Stated goal => Report each line in the items that contains the word "hillside".

Provided material =>
::::::::::
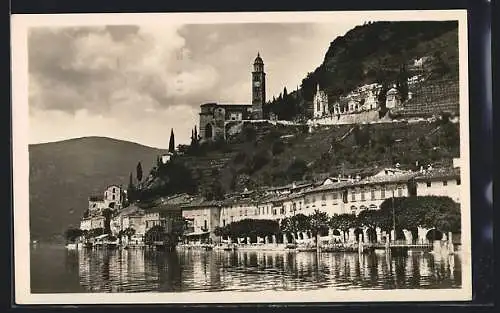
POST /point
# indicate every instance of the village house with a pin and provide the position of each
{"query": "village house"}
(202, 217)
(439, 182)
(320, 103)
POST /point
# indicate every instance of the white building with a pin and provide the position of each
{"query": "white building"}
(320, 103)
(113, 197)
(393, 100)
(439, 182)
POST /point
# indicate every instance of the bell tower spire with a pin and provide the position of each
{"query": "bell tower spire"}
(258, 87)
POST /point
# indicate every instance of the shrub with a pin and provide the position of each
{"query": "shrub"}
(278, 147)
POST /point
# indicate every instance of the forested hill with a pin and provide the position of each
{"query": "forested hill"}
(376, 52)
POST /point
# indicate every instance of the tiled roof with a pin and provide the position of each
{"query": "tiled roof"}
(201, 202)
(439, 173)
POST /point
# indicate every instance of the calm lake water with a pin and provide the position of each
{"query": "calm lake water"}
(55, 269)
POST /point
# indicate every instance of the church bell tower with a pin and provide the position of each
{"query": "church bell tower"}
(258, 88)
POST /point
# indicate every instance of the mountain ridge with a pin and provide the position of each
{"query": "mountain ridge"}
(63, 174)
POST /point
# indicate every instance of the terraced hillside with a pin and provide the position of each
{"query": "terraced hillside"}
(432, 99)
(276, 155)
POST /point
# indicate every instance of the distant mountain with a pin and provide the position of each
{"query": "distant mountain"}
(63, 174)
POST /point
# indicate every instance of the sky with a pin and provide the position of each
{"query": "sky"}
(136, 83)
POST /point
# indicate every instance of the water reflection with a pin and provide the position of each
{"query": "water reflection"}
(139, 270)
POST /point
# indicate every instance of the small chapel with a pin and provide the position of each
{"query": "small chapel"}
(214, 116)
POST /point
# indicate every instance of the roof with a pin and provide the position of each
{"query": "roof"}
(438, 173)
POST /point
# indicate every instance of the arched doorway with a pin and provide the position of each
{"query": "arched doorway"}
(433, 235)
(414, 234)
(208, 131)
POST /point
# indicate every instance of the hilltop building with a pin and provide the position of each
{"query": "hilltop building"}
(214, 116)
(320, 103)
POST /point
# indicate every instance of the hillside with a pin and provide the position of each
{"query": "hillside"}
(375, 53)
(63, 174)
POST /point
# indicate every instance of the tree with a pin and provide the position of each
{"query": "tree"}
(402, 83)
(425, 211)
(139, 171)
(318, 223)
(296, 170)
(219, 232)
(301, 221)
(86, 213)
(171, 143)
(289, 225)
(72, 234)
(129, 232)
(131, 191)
::::::::::
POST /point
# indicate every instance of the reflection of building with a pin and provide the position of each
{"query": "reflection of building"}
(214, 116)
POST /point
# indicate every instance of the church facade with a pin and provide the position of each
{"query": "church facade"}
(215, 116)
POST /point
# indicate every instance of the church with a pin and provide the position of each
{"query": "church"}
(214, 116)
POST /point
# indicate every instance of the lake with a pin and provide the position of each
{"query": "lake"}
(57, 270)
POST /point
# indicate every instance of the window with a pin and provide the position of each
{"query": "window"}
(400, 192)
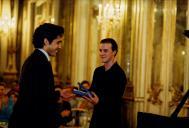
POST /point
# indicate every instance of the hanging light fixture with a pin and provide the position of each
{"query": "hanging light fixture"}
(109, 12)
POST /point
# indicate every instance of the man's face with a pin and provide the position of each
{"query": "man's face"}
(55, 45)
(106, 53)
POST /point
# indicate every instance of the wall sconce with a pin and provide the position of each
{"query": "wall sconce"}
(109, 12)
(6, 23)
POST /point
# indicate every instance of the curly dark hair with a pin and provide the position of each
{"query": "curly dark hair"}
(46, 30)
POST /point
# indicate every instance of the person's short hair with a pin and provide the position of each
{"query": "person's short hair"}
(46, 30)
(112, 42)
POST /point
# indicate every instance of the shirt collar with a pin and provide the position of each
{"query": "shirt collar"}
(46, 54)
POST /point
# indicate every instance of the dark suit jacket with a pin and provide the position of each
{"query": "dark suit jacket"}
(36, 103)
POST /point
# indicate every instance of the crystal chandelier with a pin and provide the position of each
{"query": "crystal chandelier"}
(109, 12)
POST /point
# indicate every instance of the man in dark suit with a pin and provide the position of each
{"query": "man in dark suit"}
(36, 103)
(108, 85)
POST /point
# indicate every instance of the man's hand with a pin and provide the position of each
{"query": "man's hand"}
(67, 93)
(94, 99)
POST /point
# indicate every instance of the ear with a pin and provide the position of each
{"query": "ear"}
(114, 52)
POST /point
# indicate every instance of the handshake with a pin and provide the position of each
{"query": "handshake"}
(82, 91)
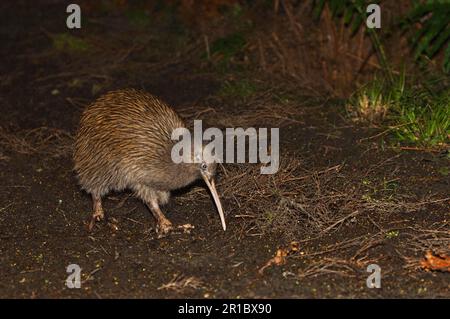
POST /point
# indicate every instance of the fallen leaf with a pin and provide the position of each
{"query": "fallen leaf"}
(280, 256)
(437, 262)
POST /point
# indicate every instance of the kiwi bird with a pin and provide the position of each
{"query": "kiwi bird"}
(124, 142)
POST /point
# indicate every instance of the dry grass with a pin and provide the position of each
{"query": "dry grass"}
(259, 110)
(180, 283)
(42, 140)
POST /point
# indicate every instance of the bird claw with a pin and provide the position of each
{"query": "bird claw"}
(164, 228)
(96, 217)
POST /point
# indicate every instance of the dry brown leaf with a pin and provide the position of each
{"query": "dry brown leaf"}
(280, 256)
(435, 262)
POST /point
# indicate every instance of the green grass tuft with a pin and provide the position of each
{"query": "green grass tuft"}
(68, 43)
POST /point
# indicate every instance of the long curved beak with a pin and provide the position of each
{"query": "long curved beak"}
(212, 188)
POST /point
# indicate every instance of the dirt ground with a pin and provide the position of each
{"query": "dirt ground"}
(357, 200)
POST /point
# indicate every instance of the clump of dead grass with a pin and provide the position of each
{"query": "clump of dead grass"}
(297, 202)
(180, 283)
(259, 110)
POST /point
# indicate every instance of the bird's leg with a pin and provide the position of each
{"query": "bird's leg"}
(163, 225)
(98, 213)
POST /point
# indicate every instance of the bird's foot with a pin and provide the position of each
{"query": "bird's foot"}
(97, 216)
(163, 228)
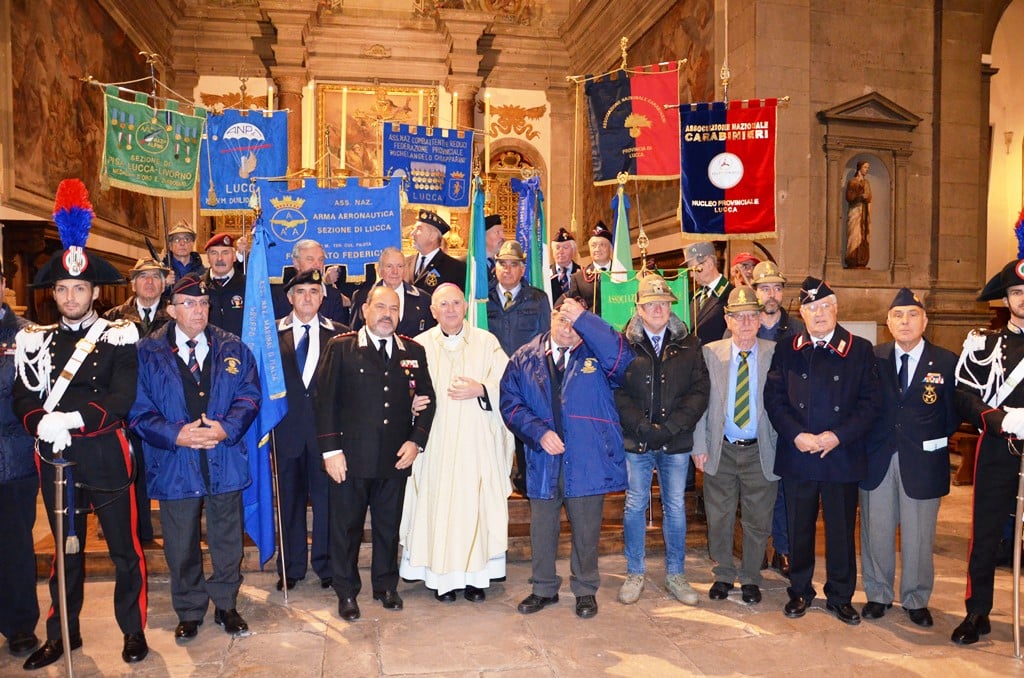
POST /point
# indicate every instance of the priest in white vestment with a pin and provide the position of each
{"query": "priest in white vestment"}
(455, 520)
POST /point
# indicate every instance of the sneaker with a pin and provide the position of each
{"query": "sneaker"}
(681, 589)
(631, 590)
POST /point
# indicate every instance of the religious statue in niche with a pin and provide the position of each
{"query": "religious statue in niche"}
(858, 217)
::::::::::
Exercise result =>
# indicate every instance of the terraced hillside with a pin and provide the position of each
{"query": "terraced hillside"}
# indicate every instance of the hillside with a pin and provide the position of each
{"query": "hillside"}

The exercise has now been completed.